* _Work to do_: Identify and copy every line in the listing below that contains the word "Where". Case counts.

(Lines of data)
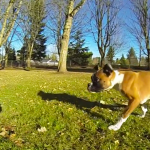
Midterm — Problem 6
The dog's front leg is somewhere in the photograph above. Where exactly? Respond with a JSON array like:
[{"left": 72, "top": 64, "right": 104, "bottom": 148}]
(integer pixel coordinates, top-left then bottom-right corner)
[{"left": 108, "top": 99, "right": 140, "bottom": 131}]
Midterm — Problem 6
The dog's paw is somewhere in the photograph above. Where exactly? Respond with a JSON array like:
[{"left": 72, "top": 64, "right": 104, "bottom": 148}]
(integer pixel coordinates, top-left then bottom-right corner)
[{"left": 108, "top": 125, "right": 120, "bottom": 131}]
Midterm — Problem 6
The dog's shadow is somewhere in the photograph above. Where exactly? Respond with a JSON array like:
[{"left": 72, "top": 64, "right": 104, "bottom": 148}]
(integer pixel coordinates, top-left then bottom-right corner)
[{"left": 38, "top": 91, "right": 126, "bottom": 111}]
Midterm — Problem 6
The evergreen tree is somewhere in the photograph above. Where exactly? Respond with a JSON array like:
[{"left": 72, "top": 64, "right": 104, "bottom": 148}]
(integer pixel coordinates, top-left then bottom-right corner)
[
  {"left": 127, "top": 47, "right": 138, "bottom": 66},
  {"left": 106, "top": 46, "right": 115, "bottom": 64},
  {"left": 68, "top": 31, "right": 93, "bottom": 65},
  {"left": 32, "top": 23, "right": 47, "bottom": 61}
]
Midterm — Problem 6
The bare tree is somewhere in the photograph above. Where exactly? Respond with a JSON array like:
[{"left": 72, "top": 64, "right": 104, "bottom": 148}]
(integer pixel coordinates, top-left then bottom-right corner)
[
  {"left": 18, "top": 0, "right": 45, "bottom": 68},
  {"left": 46, "top": 0, "right": 66, "bottom": 55},
  {"left": 128, "top": 0, "right": 150, "bottom": 69},
  {"left": 47, "top": 0, "right": 87, "bottom": 70},
  {"left": 88, "top": 0, "right": 121, "bottom": 66},
  {"left": 0, "top": 0, "right": 22, "bottom": 47},
  {"left": 58, "top": 0, "right": 86, "bottom": 72}
]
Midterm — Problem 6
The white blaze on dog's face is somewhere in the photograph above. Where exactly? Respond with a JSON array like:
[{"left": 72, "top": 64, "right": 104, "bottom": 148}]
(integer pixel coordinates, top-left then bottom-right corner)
[{"left": 88, "top": 64, "right": 115, "bottom": 92}]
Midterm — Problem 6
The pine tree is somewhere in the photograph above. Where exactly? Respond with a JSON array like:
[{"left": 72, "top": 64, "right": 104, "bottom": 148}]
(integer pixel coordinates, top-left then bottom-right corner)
[{"left": 68, "top": 31, "right": 93, "bottom": 65}]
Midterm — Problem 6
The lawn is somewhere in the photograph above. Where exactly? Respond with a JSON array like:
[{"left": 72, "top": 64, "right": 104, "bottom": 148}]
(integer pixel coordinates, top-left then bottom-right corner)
[{"left": 0, "top": 70, "right": 150, "bottom": 150}]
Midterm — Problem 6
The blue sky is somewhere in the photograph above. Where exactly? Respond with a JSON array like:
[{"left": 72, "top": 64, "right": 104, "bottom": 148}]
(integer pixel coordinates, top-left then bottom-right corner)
[{"left": 6, "top": 0, "right": 139, "bottom": 59}]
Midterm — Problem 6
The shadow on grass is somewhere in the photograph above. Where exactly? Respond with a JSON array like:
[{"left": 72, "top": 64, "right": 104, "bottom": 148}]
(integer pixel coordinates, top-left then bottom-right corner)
[{"left": 38, "top": 91, "right": 126, "bottom": 117}]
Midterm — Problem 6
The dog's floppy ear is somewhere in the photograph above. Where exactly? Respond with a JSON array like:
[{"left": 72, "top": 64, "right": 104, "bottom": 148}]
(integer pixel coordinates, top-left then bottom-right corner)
[
  {"left": 94, "top": 63, "right": 101, "bottom": 71},
  {"left": 103, "top": 64, "right": 113, "bottom": 76}
]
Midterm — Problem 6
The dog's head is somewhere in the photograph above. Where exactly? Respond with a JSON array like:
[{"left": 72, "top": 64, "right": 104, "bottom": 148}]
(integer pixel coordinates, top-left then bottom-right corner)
[{"left": 87, "top": 64, "right": 115, "bottom": 92}]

* _Response to the task_:
The dog's front leg is somewhere in the photograph above. Where exactly? Respond with a JSON array like:
The dog's paw is somewhere in the photograph above. Where exactly? Respond with a JSON array like:
The dog's shadow is somewhere in the photograph above. Where exactly? Respond with a JSON array like:
The evergreen tree is somewhere in the photograph above. Where exactly? Respond with a JSON array like:
The bare tree is somewhere in the photograph above. Where exactly? Respond with a JSON array like:
The white blaze on dog's face is somewhere in the photograph above. Where exactly? Respond with a JSON array like:
The pine tree is somewhere in the photograph above. Where exactly? Respond with a JSON array like:
The lawn is somewhere in the photograph above. Where exactly? Respond with a JSON array like:
The blue sky is somewhere in the photograph above. Where exactly? Respond with a JSON array like:
The shadow on grass is somewhere in the photograph above. Where exactly? Respond with a JSON array like:
The dog's floppy ear is somewhere in the photograph above. Where exactly? Respond with a JSON array like:
The dog's head is somewhere in the photograph above. Where exactly? Respond with a JSON array like:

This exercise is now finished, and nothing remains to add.